[Dataset entries]
——————

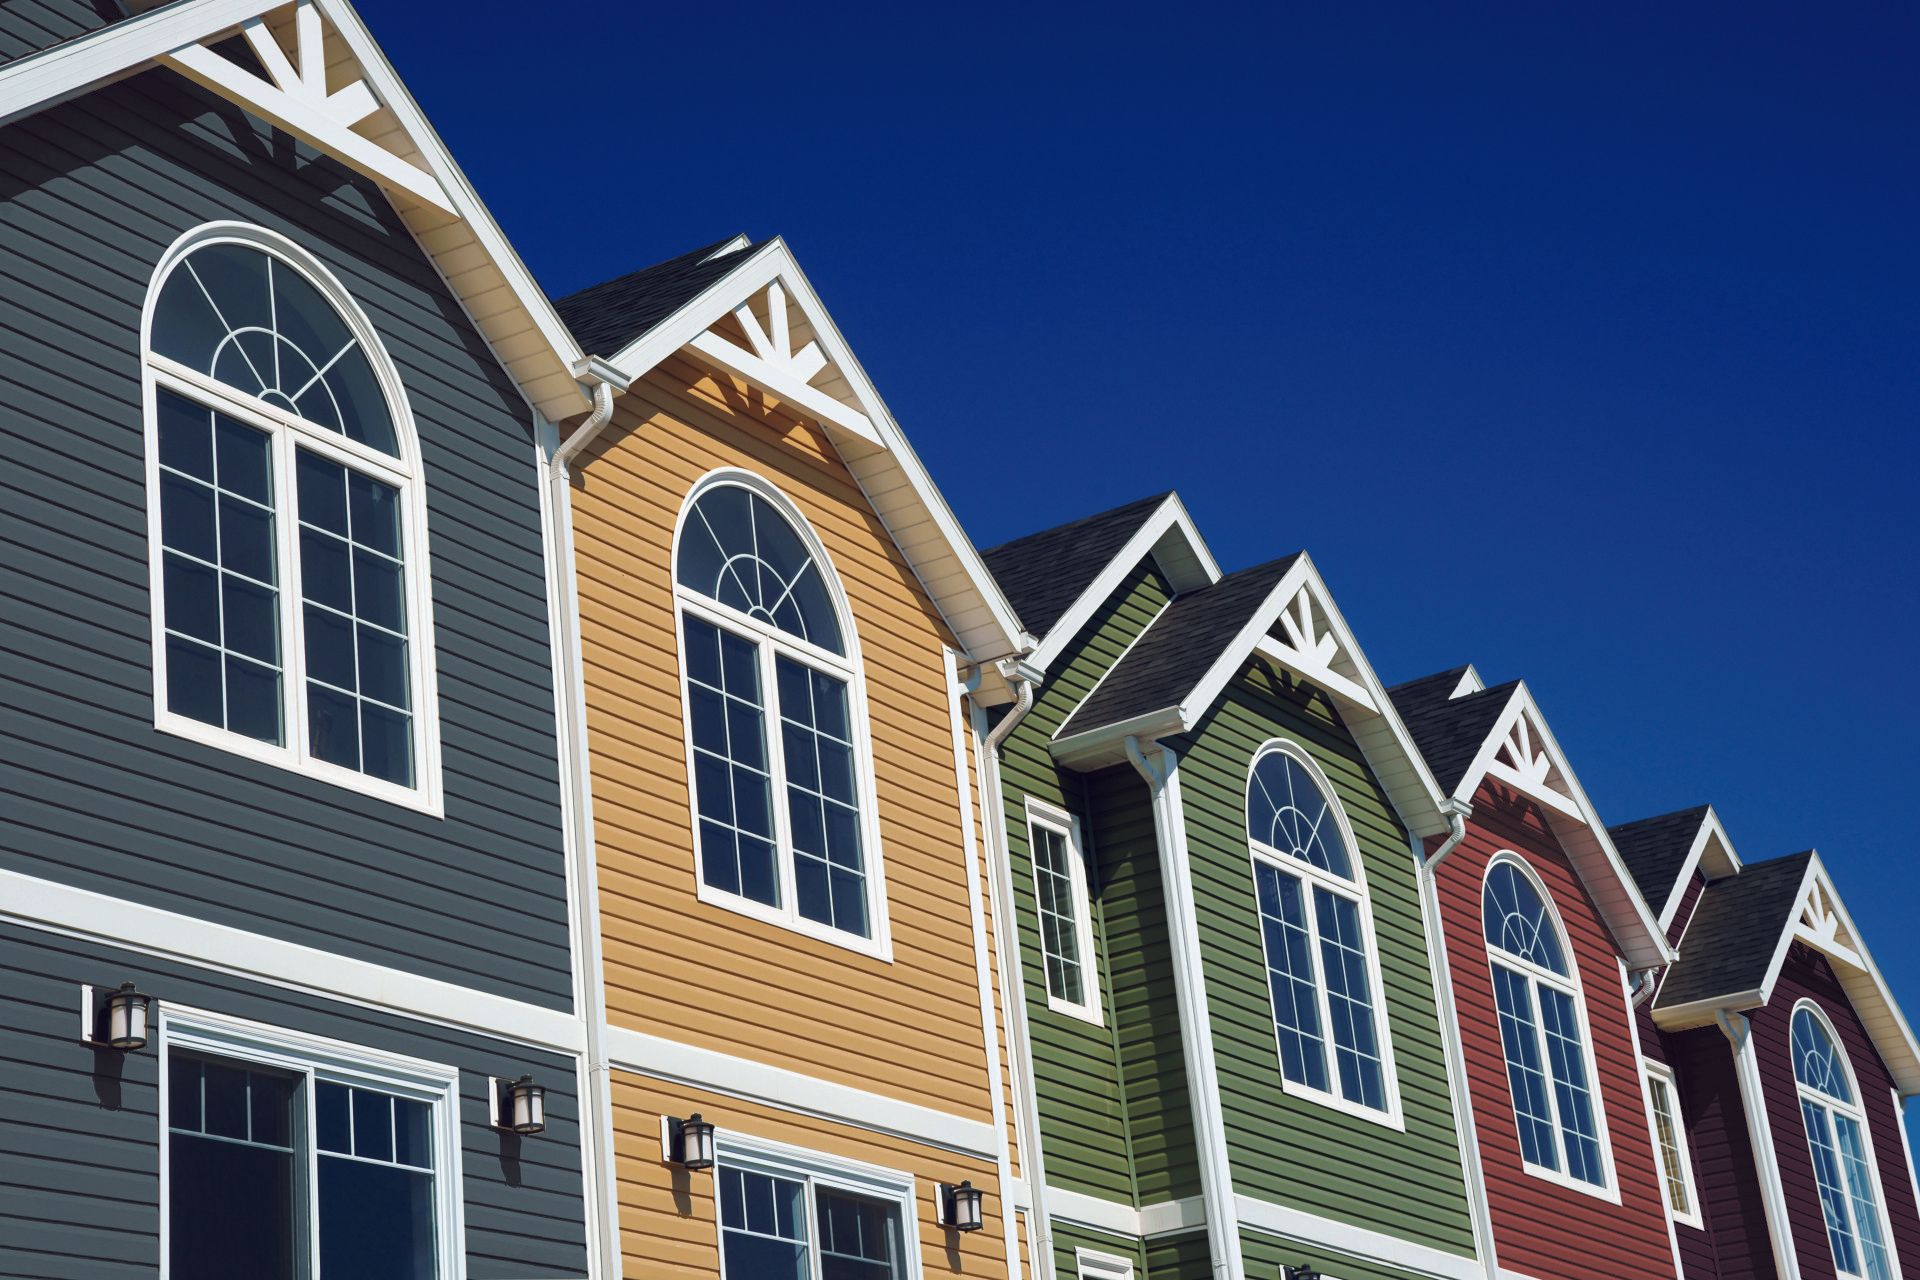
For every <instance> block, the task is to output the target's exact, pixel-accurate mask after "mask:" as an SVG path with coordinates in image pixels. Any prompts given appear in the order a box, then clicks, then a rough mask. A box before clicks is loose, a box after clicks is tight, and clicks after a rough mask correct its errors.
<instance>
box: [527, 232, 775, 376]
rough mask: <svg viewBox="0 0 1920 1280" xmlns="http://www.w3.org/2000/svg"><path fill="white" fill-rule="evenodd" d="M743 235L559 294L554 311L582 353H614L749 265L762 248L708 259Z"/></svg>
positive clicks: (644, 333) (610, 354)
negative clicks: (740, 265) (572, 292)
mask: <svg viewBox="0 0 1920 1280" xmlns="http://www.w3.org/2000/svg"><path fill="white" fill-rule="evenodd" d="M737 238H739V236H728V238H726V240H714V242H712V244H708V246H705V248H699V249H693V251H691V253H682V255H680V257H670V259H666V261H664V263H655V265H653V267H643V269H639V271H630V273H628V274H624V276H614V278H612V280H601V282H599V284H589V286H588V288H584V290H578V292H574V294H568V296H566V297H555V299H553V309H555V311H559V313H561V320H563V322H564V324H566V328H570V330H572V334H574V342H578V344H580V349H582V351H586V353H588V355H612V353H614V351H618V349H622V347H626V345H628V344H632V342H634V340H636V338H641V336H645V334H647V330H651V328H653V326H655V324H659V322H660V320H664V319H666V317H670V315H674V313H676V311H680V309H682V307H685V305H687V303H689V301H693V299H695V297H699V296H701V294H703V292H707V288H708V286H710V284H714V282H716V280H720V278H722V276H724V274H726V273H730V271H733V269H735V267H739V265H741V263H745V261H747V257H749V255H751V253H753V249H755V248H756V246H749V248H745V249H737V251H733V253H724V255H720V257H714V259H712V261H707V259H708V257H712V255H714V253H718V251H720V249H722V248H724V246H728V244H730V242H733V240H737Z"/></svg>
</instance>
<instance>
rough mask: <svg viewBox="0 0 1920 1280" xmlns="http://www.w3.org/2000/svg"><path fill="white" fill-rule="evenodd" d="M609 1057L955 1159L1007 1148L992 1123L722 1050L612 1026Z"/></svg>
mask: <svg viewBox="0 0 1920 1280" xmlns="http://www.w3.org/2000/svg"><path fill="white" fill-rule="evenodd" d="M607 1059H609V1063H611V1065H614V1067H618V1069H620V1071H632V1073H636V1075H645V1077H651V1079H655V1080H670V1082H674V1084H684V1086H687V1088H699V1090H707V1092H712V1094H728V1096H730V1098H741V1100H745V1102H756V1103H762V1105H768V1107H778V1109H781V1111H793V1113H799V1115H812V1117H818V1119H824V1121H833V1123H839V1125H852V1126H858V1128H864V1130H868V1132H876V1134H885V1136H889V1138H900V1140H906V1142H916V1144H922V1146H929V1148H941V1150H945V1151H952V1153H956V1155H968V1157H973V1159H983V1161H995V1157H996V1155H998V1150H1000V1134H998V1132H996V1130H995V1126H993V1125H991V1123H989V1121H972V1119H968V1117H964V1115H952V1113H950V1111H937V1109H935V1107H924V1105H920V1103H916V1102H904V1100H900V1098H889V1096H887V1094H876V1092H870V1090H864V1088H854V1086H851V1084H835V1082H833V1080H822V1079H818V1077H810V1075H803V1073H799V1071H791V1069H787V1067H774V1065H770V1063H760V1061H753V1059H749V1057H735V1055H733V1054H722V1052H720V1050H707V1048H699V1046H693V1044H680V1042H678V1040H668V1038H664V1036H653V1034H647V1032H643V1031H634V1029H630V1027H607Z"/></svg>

——————

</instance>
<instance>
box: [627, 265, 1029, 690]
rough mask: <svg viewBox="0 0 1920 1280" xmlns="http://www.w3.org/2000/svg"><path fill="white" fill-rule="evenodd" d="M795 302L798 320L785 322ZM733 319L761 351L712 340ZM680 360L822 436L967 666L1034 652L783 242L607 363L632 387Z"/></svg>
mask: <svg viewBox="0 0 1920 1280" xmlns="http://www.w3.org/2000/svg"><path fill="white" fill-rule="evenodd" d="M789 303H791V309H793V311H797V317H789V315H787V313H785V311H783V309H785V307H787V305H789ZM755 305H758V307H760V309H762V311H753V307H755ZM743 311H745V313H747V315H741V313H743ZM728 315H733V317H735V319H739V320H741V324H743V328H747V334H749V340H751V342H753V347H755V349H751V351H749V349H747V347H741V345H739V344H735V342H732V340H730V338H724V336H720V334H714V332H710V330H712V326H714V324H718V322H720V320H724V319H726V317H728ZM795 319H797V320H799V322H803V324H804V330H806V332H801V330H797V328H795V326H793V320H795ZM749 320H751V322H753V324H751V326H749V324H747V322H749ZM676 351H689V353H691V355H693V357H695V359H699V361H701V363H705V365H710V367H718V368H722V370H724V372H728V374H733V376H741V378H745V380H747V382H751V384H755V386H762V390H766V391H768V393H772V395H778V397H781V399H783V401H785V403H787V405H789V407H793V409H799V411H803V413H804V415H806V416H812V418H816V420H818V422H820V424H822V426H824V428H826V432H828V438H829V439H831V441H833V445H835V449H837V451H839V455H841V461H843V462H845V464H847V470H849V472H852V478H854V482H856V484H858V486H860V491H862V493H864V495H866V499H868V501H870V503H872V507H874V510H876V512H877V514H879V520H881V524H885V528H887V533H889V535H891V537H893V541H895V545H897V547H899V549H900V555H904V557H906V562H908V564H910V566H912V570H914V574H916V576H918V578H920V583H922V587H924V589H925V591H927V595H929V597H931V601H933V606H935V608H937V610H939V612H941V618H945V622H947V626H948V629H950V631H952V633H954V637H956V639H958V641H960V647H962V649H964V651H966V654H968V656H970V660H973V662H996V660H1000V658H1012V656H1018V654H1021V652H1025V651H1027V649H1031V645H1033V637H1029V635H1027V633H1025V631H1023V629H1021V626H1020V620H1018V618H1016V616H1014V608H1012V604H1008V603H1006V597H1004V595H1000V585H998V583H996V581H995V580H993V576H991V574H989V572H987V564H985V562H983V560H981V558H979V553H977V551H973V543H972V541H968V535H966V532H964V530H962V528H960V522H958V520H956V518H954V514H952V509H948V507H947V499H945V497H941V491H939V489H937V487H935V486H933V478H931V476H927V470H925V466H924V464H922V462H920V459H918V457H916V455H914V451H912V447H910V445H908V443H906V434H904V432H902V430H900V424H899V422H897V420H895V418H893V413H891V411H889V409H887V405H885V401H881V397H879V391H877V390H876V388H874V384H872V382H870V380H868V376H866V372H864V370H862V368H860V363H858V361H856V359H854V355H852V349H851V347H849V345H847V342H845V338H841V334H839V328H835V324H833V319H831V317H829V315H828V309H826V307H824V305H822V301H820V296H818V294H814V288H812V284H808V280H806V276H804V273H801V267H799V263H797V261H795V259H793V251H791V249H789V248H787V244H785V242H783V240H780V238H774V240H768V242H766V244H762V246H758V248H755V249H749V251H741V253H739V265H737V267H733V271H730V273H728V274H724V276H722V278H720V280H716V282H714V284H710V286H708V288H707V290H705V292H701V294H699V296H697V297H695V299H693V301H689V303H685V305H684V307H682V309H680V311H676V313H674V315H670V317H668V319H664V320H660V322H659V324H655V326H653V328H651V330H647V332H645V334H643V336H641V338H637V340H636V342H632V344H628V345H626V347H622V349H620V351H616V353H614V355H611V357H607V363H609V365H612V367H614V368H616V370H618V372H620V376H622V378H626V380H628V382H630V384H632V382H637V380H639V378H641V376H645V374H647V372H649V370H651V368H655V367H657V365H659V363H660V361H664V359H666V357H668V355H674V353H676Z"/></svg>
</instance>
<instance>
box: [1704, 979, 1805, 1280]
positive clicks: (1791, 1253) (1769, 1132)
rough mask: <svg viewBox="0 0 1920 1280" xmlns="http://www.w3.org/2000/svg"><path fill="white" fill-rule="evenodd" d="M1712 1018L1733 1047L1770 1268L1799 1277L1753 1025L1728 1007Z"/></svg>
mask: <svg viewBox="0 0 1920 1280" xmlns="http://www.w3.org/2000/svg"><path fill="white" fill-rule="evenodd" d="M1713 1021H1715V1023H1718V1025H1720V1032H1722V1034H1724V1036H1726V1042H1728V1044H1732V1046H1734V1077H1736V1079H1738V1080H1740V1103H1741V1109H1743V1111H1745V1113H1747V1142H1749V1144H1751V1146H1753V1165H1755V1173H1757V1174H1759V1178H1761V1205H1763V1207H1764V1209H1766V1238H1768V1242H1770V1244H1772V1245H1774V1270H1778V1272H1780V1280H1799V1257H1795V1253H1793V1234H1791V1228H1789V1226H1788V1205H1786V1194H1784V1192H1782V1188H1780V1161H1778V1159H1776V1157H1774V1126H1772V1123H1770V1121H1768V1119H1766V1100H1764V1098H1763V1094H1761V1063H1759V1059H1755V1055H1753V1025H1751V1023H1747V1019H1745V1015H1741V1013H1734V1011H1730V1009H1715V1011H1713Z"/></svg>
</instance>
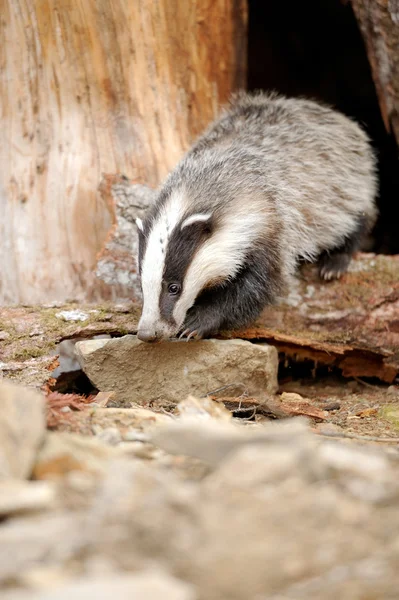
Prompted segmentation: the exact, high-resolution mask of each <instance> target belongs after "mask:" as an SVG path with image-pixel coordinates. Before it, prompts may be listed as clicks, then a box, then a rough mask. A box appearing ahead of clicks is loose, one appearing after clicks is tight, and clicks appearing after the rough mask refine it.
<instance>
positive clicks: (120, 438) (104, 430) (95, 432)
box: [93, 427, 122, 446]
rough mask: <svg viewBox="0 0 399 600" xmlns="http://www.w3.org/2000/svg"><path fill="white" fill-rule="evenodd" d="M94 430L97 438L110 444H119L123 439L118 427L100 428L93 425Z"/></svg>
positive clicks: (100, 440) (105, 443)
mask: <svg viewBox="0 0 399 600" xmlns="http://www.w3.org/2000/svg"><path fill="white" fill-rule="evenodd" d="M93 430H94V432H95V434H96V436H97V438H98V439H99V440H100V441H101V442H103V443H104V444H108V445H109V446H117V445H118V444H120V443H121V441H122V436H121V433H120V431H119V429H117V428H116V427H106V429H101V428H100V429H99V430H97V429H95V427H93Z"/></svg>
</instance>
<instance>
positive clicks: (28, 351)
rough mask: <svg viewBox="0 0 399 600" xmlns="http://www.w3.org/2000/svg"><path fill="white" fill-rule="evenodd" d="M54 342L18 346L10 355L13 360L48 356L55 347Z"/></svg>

——————

**Aim of the task**
Could you write out the lines from the one containing "430L97 438L110 444H119L123" through the one containing "positive clicks: (100, 440) (105, 443)", changing "positive clicks" to "foreground clicks" and leaving everything else as it is?

**Written answer**
rough mask: <svg viewBox="0 0 399 600" xmlns="http://www.w3.org/2000/svg"><path fill="white" fill-rule="evenodd" d="M94 430L97 438L110 444H119L123 439L118 427L100 428L93 425Z"/></svg>
foreground clicks: (100, 440) (105, 443)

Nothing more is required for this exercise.